Point labeling records:

══════

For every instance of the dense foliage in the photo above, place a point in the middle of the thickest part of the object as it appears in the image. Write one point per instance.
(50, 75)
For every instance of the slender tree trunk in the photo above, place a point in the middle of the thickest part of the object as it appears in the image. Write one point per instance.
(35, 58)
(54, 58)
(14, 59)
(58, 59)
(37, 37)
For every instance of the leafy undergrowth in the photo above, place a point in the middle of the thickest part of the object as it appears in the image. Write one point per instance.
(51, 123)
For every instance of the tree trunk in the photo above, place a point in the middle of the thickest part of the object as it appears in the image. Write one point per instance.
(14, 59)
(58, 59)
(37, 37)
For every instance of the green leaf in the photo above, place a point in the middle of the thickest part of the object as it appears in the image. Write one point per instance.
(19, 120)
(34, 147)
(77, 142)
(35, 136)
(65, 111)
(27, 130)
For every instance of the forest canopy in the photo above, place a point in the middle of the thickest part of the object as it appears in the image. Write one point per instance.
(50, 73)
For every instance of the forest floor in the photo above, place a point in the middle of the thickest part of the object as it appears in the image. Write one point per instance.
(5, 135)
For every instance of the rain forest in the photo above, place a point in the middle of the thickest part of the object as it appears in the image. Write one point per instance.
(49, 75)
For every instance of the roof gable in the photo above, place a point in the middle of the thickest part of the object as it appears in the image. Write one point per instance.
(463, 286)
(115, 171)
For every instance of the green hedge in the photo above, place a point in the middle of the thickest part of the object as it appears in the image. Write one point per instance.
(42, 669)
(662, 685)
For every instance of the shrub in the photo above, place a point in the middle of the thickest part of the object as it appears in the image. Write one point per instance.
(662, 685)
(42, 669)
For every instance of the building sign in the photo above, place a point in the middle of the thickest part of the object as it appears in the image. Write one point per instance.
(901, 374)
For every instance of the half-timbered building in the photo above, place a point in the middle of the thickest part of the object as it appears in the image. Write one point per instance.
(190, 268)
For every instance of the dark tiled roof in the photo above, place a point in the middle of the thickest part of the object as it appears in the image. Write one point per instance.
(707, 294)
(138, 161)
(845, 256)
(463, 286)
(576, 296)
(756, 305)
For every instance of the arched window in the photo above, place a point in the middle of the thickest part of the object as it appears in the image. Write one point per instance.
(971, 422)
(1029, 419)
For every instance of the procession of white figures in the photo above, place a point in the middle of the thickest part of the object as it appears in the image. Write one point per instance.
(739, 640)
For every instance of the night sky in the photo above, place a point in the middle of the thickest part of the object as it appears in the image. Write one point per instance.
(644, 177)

══════

#### Directive:
Convert all the records above into a numbered list, one line per item, with any blank lines left out.

#### Exercise output:
1. For every instance of the dense foliage in the photo above, place a point in the middle of the thickest part of the object as it appears in the image. Write one point per instance.
2. (50, 75)
3. For every instance of the slender tree trunk in the photo above, place a point in the middle of the thickest part of the object as it appears in the image. Write one point per instance.
4. (35, 58)
5. (54, 58)
6. (14, 59)
7. (58, 59)
8. (37, 37)
9. For every instance of the leafy undergrowth in the photo above, place a point in the middle of the thickest part of the object as it appears in the image. Write one point per instance.
10. (51, 123)
11. For every instance of the tree trunk in the photo above, place a point in the middle of the thickest part of the object as it appears in the image. Write one point per instance.
12. (14, 59)
13. (58, 59)
14. (37, 37)
15. For every instance of the green leaf in the photo above, place a point in the middle of the thickest part of the object as it appears in the image. Write one point per instance.
16. (19, 120)
17. (34, 147)
18. (77, 142)
19. (35, 136)
20. (65, 111)
21. (27, 130)
22. For every instance of the forest canopy in the photo above, place a point in the middle of the thickest part of the object as it appears in the image. Write one point per instance.
23. (50, 73)
24. For every instance of the forest floor in the photo above, place a point in the middle of the thickest part of the object as it appears in the image. Write one point per instance.
25. (5, 135)
26. For every instance of the rain forest in the photo above, place a point in the middle of the thickest part of the object as it appears in the image. Write one point per instance.
27. (49, 75)
28. For every instance of the roof gable in the photo above, place a point in the middle of the thickest part of the object as it appears in the image. Write one point per instance.
29. (463, 286)
30. (115, 171)
31. For every instance of the green hedge in the photo above, place a point in the middle of the thickest part of the object as it appears in the image. Write one point per instance.
32. (42, 669)
33. (662, 685)
34. For every instance of the shrub in the photo above, place a point in the middle of the thickest part of the object as it appears in the image. Write one point per instance.
35. (662, 685)
36. (42, 669)
37. For every instance of the building sign in the photo above, place a point in the middle of the thickest part of the object as it appears in the image. Write one point per instance.
38. (901, 374)
39. For every instance of the half-timbered building in the photo above, place a point in the middle of the thickest part of the object as it appears in the image. Write one point per instance.
40. (190, 268)
41. For every instance of the dark tiled roof in the photo above, place a point in the middle of the thickest part of the object as it appears in the image. Write one point per instance.
42. (707, 294)
43. (138, 161)
44. (845, 256)
45. (463, 286)
46. (576, 296)
47. (756, 305)
48. For every instance of the arched window in the photo above, place a point in the middle of the thickest part of the object as it appears in the image. Write one point per instance.
49. (971, 422)
50. (1029, 419)
51. For every instance of the procession of white figures in the photo above, place a point in the middle of the thickest part of the object as it appears in the image. Write one point per instance.
52. (739, 640)
53. For every instance of the night sky in the photo above, place a point in the middle of the thickest part of the object as it appears in the image. Write one point per instance.
54. (644, 177)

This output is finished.